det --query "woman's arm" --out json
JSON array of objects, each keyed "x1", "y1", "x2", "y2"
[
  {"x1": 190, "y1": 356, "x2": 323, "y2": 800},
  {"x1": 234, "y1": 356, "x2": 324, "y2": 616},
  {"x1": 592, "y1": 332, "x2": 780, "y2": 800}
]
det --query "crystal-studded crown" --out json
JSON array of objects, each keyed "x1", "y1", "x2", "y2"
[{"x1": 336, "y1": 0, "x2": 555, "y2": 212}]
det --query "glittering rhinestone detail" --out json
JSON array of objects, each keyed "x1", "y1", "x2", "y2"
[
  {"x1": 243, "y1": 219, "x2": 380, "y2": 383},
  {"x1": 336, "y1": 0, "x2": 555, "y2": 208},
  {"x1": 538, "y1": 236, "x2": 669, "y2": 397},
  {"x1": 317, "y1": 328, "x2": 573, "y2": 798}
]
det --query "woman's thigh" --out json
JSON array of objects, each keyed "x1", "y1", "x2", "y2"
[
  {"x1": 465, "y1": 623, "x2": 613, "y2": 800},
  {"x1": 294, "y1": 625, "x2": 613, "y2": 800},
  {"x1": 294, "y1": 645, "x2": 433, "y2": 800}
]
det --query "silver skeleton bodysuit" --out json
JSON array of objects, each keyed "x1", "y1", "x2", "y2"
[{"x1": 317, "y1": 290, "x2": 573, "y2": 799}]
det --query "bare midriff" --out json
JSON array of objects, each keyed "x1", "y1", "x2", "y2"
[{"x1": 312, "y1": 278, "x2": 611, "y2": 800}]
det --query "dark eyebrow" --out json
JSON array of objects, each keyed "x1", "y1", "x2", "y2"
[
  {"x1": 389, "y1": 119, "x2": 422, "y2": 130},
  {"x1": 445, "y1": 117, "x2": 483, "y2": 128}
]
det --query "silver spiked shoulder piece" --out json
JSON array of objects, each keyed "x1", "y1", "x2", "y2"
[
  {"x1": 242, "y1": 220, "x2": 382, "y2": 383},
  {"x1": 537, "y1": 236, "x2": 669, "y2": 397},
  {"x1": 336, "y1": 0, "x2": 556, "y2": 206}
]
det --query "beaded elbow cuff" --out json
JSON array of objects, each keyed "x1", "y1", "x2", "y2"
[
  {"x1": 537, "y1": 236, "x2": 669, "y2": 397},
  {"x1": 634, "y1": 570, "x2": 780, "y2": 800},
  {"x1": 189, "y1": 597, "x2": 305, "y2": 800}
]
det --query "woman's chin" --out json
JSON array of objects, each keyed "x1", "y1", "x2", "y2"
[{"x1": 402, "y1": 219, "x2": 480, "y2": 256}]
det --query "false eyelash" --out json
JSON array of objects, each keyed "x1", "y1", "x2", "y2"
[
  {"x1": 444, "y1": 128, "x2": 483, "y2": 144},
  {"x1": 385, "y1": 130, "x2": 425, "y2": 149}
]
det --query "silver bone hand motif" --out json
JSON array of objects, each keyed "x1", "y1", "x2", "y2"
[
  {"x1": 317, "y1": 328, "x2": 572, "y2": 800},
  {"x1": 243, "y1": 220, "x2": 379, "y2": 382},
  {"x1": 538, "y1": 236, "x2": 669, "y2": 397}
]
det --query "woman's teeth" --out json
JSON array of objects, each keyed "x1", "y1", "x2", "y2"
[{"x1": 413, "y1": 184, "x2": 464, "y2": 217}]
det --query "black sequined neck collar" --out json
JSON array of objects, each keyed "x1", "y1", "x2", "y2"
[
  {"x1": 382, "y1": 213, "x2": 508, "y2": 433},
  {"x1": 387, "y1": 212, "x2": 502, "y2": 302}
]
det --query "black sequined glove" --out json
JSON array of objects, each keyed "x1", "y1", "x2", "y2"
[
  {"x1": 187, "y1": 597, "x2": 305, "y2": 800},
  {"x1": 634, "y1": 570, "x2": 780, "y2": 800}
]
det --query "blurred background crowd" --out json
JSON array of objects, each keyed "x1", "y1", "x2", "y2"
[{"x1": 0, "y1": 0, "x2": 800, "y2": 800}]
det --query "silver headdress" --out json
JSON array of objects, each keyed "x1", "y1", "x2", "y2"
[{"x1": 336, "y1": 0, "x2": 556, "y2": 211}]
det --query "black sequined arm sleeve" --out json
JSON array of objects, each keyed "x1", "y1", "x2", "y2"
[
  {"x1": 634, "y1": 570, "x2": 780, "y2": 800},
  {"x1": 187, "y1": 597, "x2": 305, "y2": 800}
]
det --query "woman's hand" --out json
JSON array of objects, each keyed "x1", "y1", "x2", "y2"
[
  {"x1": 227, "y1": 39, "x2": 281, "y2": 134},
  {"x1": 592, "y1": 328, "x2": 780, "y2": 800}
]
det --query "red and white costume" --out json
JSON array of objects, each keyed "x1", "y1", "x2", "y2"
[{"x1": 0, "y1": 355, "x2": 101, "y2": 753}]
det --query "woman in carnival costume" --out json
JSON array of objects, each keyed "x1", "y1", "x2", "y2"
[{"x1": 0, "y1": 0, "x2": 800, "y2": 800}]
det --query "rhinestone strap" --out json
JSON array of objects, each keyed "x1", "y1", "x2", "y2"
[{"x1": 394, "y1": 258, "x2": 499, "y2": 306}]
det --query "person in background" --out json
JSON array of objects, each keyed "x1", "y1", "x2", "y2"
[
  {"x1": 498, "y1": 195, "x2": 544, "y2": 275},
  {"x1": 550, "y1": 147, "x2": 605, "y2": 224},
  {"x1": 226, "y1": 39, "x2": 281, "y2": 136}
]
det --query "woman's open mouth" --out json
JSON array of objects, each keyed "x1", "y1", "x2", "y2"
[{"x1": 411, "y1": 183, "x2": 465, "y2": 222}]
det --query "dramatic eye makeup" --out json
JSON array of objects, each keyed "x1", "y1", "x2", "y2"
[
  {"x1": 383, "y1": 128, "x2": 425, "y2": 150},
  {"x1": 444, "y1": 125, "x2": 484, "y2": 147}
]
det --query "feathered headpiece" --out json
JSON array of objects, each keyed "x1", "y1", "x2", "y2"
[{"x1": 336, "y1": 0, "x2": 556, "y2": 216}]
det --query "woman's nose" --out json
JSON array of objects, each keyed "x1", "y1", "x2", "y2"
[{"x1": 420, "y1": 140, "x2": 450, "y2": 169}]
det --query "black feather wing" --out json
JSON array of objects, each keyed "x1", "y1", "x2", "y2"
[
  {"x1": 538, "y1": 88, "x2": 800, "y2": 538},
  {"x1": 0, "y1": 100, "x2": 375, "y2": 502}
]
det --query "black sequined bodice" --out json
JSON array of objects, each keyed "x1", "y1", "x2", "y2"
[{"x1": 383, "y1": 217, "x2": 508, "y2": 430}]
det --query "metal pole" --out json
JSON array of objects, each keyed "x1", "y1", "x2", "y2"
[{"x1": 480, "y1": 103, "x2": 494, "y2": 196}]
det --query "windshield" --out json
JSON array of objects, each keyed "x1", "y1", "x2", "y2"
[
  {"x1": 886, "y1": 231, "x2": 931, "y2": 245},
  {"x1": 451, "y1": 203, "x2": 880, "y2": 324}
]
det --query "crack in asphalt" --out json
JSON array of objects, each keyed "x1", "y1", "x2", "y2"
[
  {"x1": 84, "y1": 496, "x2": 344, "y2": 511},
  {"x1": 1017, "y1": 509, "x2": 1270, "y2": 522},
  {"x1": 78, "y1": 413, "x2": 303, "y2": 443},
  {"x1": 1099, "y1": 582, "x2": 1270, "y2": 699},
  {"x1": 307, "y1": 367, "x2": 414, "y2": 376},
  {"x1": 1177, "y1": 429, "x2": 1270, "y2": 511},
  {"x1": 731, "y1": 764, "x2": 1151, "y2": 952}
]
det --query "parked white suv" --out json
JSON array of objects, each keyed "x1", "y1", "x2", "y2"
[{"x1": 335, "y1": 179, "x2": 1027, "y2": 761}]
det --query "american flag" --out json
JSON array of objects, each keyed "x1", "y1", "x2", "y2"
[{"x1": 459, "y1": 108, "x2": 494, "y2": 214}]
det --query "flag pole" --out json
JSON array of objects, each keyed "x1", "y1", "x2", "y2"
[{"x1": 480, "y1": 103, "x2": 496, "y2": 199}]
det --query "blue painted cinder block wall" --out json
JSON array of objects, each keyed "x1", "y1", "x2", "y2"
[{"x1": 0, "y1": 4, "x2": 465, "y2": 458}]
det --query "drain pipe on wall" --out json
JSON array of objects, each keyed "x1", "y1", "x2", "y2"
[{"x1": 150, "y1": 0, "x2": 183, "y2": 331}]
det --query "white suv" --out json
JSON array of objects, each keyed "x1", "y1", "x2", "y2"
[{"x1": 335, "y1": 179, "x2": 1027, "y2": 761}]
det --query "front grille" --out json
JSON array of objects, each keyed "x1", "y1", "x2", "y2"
● ● ● ●
Your task:
Please locate every line in the entries above that contains the word "background" and copy each one in full.

Solution to this exercise:
det --query "blurred background crowd" --out json
det --query "person in background" --out json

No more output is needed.